## BEGIN Provided data

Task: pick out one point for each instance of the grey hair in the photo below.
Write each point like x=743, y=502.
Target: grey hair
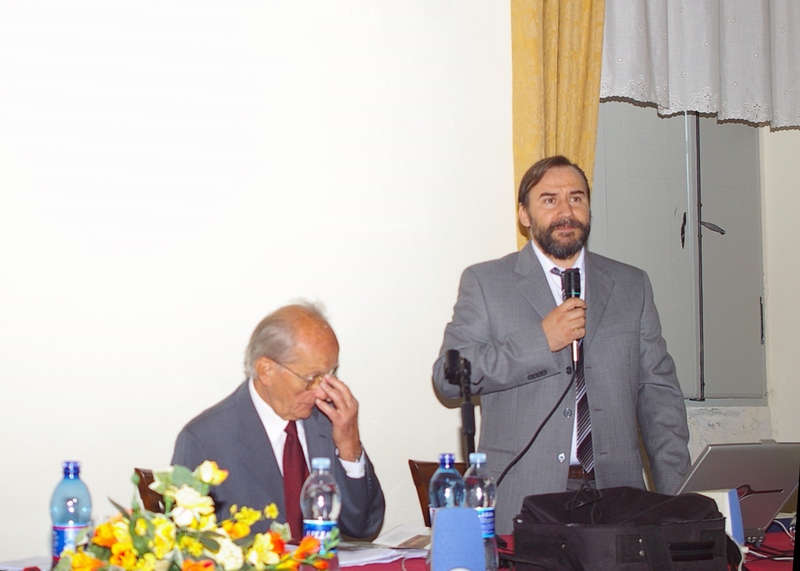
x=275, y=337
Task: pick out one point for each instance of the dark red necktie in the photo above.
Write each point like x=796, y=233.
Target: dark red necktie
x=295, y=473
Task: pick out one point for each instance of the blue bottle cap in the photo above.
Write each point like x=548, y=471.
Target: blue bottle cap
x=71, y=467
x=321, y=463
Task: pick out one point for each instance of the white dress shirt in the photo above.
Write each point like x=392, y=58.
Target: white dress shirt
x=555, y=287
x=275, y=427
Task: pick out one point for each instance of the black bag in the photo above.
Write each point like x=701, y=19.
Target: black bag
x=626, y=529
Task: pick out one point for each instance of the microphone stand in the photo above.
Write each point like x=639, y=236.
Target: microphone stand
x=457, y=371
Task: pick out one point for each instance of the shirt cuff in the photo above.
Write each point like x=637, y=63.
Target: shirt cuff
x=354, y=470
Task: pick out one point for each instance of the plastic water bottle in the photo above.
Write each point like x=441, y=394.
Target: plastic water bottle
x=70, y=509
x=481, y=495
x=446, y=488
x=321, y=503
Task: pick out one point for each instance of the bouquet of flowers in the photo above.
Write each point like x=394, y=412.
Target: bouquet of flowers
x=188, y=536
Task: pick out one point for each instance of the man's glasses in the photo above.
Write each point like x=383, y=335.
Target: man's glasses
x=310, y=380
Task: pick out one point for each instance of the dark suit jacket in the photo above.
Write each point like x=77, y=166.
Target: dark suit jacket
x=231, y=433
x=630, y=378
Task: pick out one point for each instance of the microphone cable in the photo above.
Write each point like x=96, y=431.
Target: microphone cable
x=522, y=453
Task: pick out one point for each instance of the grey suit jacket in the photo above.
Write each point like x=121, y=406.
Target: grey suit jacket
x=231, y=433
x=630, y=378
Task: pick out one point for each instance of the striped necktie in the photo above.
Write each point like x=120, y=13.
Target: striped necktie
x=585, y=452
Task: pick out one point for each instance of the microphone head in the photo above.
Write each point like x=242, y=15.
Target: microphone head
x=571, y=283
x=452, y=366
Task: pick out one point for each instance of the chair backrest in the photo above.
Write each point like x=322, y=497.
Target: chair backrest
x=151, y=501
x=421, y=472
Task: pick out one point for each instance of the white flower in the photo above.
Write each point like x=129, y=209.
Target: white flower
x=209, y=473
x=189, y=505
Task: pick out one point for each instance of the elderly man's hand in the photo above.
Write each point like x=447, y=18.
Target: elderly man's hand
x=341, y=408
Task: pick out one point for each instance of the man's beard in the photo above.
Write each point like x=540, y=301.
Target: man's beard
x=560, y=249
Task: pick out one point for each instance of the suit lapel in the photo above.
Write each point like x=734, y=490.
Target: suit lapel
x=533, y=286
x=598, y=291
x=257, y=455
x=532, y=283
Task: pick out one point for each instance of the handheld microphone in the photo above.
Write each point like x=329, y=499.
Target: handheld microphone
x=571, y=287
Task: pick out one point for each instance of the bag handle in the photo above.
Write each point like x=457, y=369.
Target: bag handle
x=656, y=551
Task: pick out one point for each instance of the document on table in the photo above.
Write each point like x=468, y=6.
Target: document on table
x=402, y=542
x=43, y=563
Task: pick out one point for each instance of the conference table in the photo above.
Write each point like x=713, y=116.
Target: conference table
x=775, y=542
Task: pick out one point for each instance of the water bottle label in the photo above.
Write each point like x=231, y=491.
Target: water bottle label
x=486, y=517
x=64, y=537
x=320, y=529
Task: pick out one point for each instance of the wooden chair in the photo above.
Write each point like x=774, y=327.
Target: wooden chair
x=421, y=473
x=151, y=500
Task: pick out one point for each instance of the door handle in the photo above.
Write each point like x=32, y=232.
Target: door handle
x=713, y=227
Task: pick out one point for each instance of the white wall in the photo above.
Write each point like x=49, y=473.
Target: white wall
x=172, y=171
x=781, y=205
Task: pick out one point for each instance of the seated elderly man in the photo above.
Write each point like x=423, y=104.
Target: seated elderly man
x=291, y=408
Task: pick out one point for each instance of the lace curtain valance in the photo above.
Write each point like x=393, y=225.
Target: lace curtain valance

## END Provided data

Could you rewrite all the entries above as a numbered list with one line per item, skipping blank lines and leaving out the pictures?

**Final result:**
1. Task: pick out one point for each instance of the grey hair in the photo below.
2. Write each point like x=743, y=502.
3. Target: grey hair
4. x=275, y=337
5. Task: pick out one point for each instance of the dark red necktie in the photo above.
6. Write each point like x=796, y=233.
7. Target: dark red necktie
8. x=295, y=473
9. Task: pick out one point for each instance of the blue bottle cap in the photo above.
10. Write each point like x=548, y=471.
11. Target: blue bottle cap
12. x=71, y=467
13. x=321, y=463
14. Task: pick out one point for each instance of the white dress shirt in the photo above.
15. Write each point like x=392, y=58.
16. Target: white dress shirt
17. x=555, y=287
18. x=275, y=427
19. Task: pick out one point for each instance of the black bag in the photo above.
20. Write each point like x=701, y=19.
21. Target: black bag
22. x=626, y=529
23. Task: pick out one point for each instance of the microphone stand in the photo above.
24. Write each point like x=639, y=236.
25. Target: microphone stand
26. x=457, y=371
27. Task: pick out one point for each instance of the shirt cuff in the photo above.
28. Write each point like x=637, y=63.
29. Target: shirt cuff
30. x=354, y=470
31. Task: pick out one point for each instance of the plastic water bottle in the photo above.
32. Write each point like x=441, y=394.
33. Target: plastic water bottle
34. x=70, y=509
35. x=481, y=495
36. x=446, y=488
37. x=321, y=503
38. Task: pick out one point for each instance of the bouquet of flowers in the photo above.
39. Write each point like x=394, y=412.
40. Target: bouquet of flowers
41. x=188, y=536
42. Task: pick out one point for each instance of the man's glasses in the photo above.
43. Write each point like x=383, y=335.
44. Target: man's glasses
45. x=310, y=380
46. Task: pick out one point for each instance of the dark suit jacket in the photo above.
47. Write each point like x=77, y=166.
48. Target: dark suit jacket
49. x=231, y=433
50. x=630, y=378
51. Task: pick out one point for each instance of the microphone cable in the photo above.
52. Write each point like x=96, y=431.
53. Target: microphone cable
54. x=522, y=453
55. Task: pick out one point for each instance of the grey suit jacket in the photo above.
56. Write each point like x=121, y=406.
57. Target: grey suit jacket
58. x=231, y=433
59. x=630, y=378
60. Task: pick out one point for each instance of the striped necktie in the photo above.
61. Write each point like x=120, y=13.
62. Target: striped necktie
63. x=585, y=452
64. Task: pick out one point for each instance of the microphone head in the photo above.
65. Write each point like x=242, y=15.
66. Target: microphone head
67. x=571, y=283
68. x=452, y=366
69. Task: pick out one point for each instance of the chair backrest in the photo above.
70. Write each point like x=322, y=497.
71. Target: chair backrest
72. x=151, y=501
73. x=421, y=472
74. Task: pick out one point for each instance of the white flower in the photo above.
75. Write each point like x=129, y=209.
76. Target: white flower
77. x=209, y=473
78. x=189, y=505
79. Task: pick out one point for each instance of the elderly man's hand in the photo above.
80. Write each point like x=447, y=18.
81. Target: elderly man's hand
82. x=341, y=408
83. Task: pick out one point for each instance of the man's beard in the photo above.
84. Write each point like x=540, y=301.
85. Target: man's beard
86. x=560, y=249
87. Task: pick out one point for each instance of the suit lapel in the photo above.
88. Write each point like x=734, y=490.
89. Target: suit lapel
90. x=533, y=286
91. x=598, y=291
92. x=257, y=455
93. x=532, y=283
94. Task: pick out one point for each instance of the handheld microphone in the photo above.
95. Write each point like x=329, y=499.
96. Target: handheld microphone
97. x=571, y=287
98. Task: pick out one point for each instance of the bag handle in the photo above.
99. Write each point like x=457, y=369.
100. Target: bag handle
101. x=656, y=551
102. Task: pick out one point for each instance of the document on table in the photo above.
103. Write each point like x=468, y=6.
104. Target: document on table
105. x=402, y=542
106. x=43, y=563
107. Task: pick out one point for each instance of the conference table in the photo above.
108. Write each point like x=713, y=116.
109. Target: conference table
110. x=775, y=542
111. Task: pick out one point for each instance of the water bottle label in the photo above.
112. Write each point like x=231, y=491.
113. Target: water bottle label
114. x=486, y=517
115. x=64, y=537
116. x=320, y=529
117. Task: pick out one point for each instance of the wooden chair in the photo above.
118. Write each point like x=774, y=327.
119. Target: wooden chair
120. x=421, y=473
121. x=151, y=500
122. Task: pick out one point for each instance of the door handle in the photo above.
123. Write each point like x=32, y=232.
124. Target: door handle
125. x=713, y=227
126. Task: pick out one point for each instance of the white wall in the photo above.
127. Write each point like x=49, y=473.
128. Target: white wall
129. x=172, y=171
130. x=781, y=205
131. Task: pick out one point for each instance of the seated elderly man in the photo above.
132. Write each point like x=423, y=104.
133. Target: seated elderly man
134. x=291, y=408
135. Task: pick out one point for each instance of the lace curtain valance in the photo above.
136. Write each point like x=393, y=225.
137. Target: lace curtain valance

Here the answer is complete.